[Dataset records on object locations]
========================
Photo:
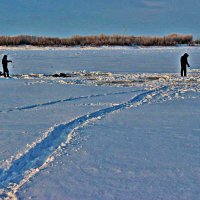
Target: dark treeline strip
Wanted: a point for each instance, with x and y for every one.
(100, 40)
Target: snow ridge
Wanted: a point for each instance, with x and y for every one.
(65, 100)
(40, 155)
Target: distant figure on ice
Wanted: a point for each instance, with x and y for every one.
(5, 66)
(184, 64)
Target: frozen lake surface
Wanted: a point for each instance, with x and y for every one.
(108, 59)
(121, 125)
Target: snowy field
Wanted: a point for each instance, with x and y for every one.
(112, 127)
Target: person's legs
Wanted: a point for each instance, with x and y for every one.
(181, 71)
(185, 72)
(5, 72)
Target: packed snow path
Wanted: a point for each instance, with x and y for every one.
(41, 153)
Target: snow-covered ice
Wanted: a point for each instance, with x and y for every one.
(98, 134)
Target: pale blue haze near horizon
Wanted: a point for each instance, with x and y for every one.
(64, 18)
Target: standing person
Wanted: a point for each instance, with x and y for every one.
(5, 66)
(184, 64)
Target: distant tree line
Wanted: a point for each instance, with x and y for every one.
(99, 40)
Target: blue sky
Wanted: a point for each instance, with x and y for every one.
(65, 18)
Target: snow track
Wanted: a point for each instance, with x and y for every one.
(65, 100)
(42, 152)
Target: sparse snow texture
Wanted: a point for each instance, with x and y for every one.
(100, 135)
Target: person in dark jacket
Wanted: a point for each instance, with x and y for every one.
(184, 64)
(5, 66)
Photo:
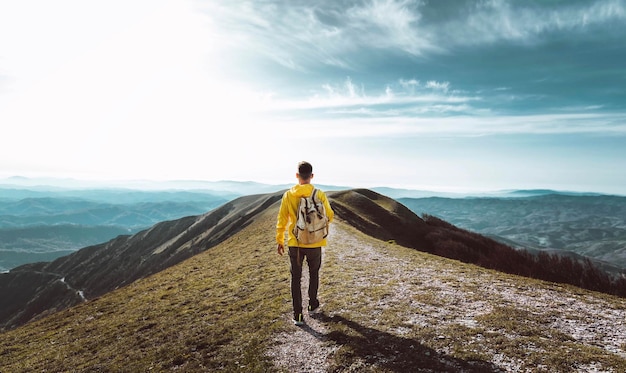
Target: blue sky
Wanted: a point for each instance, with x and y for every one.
(440, 95)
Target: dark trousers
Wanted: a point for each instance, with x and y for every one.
(314, 261)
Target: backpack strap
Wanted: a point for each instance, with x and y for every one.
(319, 213)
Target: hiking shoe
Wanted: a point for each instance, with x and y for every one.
(314, 309)
(298, 320)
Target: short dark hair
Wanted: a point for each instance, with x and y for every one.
(305, 170)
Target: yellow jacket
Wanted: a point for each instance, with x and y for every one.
(287, 213)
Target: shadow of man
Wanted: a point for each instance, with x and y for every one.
(391, 352)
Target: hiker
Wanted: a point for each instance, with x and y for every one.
(298, 251)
========================
Task objective: Update all of the records above by replacing "Target" with "Object" wherever it occurs, leaving everything else unchanged. Omit the pictures from your answer.

Output of the task:
Photo:
Object: dark treeline strip
Wanted: a point for each instance, with x and y for every one.
(100, 40)
Object: snow ridge
Wanted: a point for each instance, with x and y for every one.
(65, 100)
(40, 155)
Object: distant figure on ice
Wanted: a point for each instance, with x and y for every one.
(5, 66)
(184, 64)
Object: frozen lake surface
Wanted: a point for each instance, with x and y for every one.
(108, 59)
(121, 125)
Object: snowy field
Wanted: a point for each instance, with x and y for every one.
(112, 127)
Object: person's legs
Wanted: a point for each instance, with x and y for every one.
(181, 71)
(185, 72)
(5, 72)
Object: packed snow path
Wanted: a point for each instance, with x and y for every one.
(41, 153)
Object: snow-covered ice
Wanted: a point for each instance, with x and y for every one.
(98, 134)
Object: pale blue haze near horizon
Wanted: a point for each instance, with x and y for every one.
(64, 18)
Object: standing person
Wanted: a point for each instance, with x and y for every one.
(5, 66)
(184, 64)
Object: distant tree line
Wanted: a point for each instance, with x and y for every one.
(99, 40)
Object: blue sky
Wanted: a point for each instance, with x and y for every one.
(65, 18)
Object: snow track
Wanted: a point for each instance, with x and y for every one.
(65, 100)
(42, 152)
Object: sparse snow texture
Wanted: a point for each instance, with x and y for every one.
(100, 135)
Object: person in dark jacket
Wanted: a point for each instance, with x and y for every one.
(184, 64)
(5, 66)
Photo:
Object: blue sky
Wanted: a point for each instance, with x and y for every one.
(440, 95)
Object: dark trousers
Wanted: a point for each instance, with x and y for every one.
(314, 261)
Object: backpack strap
Wanted: a point for each instance, with x and y for every one.
(319, 213)
Object: hiking shoe
Wanted: a point for each instance, with x and y for every one.
(314, 309)
(298, 320)
Object: short dark hair
Wanted: a point for each instance, with x and y for every one.
(305, 170)
Object: yellow jacket
Wanted: a point for each instance, with x and y for every one.
(287, 213)
Object: shadow of man
Wanted: a point for each instance, with x and y for every one.
(391, 352)
Object: hiker
Wanted: a point for each instance, with x and y for every one.
(298, 251)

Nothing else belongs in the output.